──────── Document section
Note 12 - Other Income
The following table depicts the components of other income for the years ended December 31, 2017 and December 31, 2016:
Year
ended December 31, 2017 | Year
ended December 31, 2016 | |||||||
Realized gain (loss) clearing of derivative contracts | $ | — | $ | 2,382,184 | ||||
Service Agreement with Camber Energy, Inc. | 696,774 | — | ||||||
Miscellaneous income | 72 | 24,124 | ||||||
Interest income | (3,967 | ) | 32 | |||||
Other income (loss) | $ | 692,879 | $ | 2,406,340 |
On April 27, 2017, the Company entered into a Services Agreement (“Service Agreement”) with Camber Energy, Inc., to perform certain outsourced interim services for $150,000 per month. Effective December 4, 2017, the Company and Camber Energy, Inc. (“Camber”), mutually agreed to terminate the agreement between the parties effective November 30, 2017.
Note 13 - Subsequent Events
On January 31, 2018, the Company extended the end date of its previously disclosed Agreement and Plan of with AgEagle Aerial Systems, Inc., a Nevada corporation (“AgEagle”) to March 31, 2018.
On February 20, 2018, the Company announced that it set the record date for the special meeting of its shareholders to, among other things, consider and vote on various proposals necessary to close the previously announced Agreement and Plan of Merger, dated October 19, 2017 (the “Merger Agreement”), with AgEagle Aerial Systems, Inc. Shareholders of record as of the close of business on February 20, 2018, will be entitled to vote at the special meeting on March 21, 2018. The Merger is subject to certain customary closing conditions and approval from our shareholders. The Merger is expected to close in the first quarter of 2018.
As previously reported, on April 27, 2017, the Company entered into an Additional Issuance Agreement with Alpha Capital Anstalt, for the purchase of 300 restricted shares of the Company’s then newly designated Series C Convertible Preferred Stock in consideration for $300,000, with an option to purchase an additional 200 shares of Series C Convertible Preferred Stock for an aggregate purchase price of $200,000. As of December 31, 2017, the Company had issued 300 shares of Series C Convertible Preferred Stock for an aggregate purchase price of $300,000. In addition, during the year ended December 31, 2017, the Company had received $200,000 from Alpha Capital Anstalt to purchase an additional 200 shares of Series C Convertible Preferred Stock, which shares had not been issued as of December 31, 2017, and which are reflected as Series C Convertible Preferred Stock Issuable on the balance sheet as of December 31, 2017, in the aggregate amount of $200,000.
────────────────
──────── Extracted entries
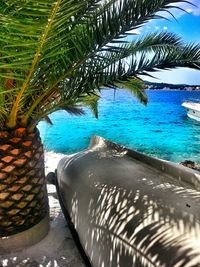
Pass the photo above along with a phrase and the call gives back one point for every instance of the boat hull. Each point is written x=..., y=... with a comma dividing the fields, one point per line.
x=130, y=209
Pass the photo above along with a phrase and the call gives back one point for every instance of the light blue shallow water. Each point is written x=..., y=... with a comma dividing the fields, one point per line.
x=161, y=129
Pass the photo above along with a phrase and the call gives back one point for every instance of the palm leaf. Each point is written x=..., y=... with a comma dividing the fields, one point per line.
x=53, y=50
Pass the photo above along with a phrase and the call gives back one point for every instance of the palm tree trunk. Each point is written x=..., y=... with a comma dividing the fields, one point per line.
x=23, y=194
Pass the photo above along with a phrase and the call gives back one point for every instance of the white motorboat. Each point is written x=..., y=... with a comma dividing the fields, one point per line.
x=193, y=110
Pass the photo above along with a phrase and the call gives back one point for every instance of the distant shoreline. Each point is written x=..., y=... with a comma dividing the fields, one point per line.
x=167, y=86
x=172, y=89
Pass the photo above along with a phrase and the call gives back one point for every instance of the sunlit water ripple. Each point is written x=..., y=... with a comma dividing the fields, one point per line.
x=161, y=128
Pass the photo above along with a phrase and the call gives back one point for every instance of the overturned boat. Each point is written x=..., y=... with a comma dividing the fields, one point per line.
x=129, y=209
x=193, y=110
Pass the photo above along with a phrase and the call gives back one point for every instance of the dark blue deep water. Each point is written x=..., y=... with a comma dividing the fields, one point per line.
x=161, y=128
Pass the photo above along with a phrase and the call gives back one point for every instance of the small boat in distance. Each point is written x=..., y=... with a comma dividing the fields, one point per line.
x=193, y=110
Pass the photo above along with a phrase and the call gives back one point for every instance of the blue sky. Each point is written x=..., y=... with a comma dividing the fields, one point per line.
x=188, y=27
────────────────
> [Tasks to perform]:
a: Please repeat the passage of the financial notes starting with "Note 12 - Other" and going on through "November 30, 2017.".
b: According to the financial notes, on what date will the special meeting of shareholders be held?
c: Translate this sentence from the financial notes into Spanish: "The Merger is expected to close in the first quarter of 2018."
The records were drawn from a separate source.

> [Full answers]:
a:
Note 12 - Other Income
The following table depicts the components of other income for the years ended December 31, 2017 and December 31, 2016:
Year
ended December 31, 2017 | Year
ended December 31, 2016 | |||||||
Realized gain (loss) clearing of derivative contracts | $ | — | $ | 2,382,184 | ||||
Service Agreement with Camber Energy, Inc. | 696,774 | — | ||||||
Miscellaneous income | 72 | 24,124 | ||||||
Interest income | (3,967 | ) | 32 | |||||
Other income (loss) | $ | 692,879 | $ | 2,406,340 |
On April 27, 2017, the Company entered into a Services Agreement (“Service Agreement”) with Camber Energy, Inc., to perform certain outsourced interim services for $150,000 per month. Effective December 4, 2017, the Company and Camber Energy, Inc. (“Camber”), mutually agreed to terminate the agreement between the parties effective November 30, 2017.

b: March 21, 2018

c: Se espera que la fusión se cierre en el primer trimestre de 2018.